Aim of the exercise
Having found the line that contains "Query: dark metal pole", please retype only it and every line after it up to the end of the entries, exactly as written.

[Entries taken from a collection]
□ □ □

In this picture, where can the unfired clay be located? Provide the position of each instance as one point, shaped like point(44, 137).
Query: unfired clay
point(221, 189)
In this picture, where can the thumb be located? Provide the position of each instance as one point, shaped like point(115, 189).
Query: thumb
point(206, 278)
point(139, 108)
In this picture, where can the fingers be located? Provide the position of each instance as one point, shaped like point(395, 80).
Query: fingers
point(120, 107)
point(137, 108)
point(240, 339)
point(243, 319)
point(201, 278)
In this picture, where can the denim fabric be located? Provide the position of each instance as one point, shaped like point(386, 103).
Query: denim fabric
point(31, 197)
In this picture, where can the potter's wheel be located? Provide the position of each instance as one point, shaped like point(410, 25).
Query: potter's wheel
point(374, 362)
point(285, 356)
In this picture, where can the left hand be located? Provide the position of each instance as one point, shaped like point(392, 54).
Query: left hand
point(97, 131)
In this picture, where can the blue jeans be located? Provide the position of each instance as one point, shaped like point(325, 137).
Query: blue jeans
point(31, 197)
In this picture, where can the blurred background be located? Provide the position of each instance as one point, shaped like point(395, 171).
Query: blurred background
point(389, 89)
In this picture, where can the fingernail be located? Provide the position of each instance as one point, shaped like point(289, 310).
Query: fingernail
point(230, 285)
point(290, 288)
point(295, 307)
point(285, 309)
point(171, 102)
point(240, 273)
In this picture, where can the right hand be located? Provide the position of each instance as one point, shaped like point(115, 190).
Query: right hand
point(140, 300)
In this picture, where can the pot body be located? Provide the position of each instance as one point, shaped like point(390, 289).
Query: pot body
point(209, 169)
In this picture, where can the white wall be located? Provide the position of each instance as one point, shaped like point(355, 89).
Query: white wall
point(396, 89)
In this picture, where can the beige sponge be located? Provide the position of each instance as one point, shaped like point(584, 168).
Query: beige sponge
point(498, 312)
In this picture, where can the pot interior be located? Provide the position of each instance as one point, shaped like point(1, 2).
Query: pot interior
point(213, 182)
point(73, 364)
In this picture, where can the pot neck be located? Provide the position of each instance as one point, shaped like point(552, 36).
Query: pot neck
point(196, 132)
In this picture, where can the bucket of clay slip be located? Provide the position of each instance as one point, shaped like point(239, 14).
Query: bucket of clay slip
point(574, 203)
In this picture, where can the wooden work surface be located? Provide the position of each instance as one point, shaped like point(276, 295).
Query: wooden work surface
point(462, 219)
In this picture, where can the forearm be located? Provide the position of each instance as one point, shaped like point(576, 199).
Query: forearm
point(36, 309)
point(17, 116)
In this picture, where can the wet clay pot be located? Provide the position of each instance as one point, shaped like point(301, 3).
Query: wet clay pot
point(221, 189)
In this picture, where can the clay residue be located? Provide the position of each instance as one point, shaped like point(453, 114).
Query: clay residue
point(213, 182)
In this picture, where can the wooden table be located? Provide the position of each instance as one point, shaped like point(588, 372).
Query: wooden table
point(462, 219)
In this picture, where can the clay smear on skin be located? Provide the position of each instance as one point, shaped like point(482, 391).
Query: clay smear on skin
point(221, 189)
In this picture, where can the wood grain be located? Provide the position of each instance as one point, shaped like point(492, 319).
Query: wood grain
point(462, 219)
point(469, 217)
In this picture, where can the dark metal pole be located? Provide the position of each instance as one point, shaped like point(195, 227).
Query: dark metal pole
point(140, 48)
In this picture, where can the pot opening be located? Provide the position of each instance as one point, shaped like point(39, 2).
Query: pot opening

□ □ □

Solution for this exercise
Query: dark metal pole
point(140, 48)
In this picture, where can the pot opening be located? Provide the position of each instance as one point, shaped like point(39, 2).
Query: pot opening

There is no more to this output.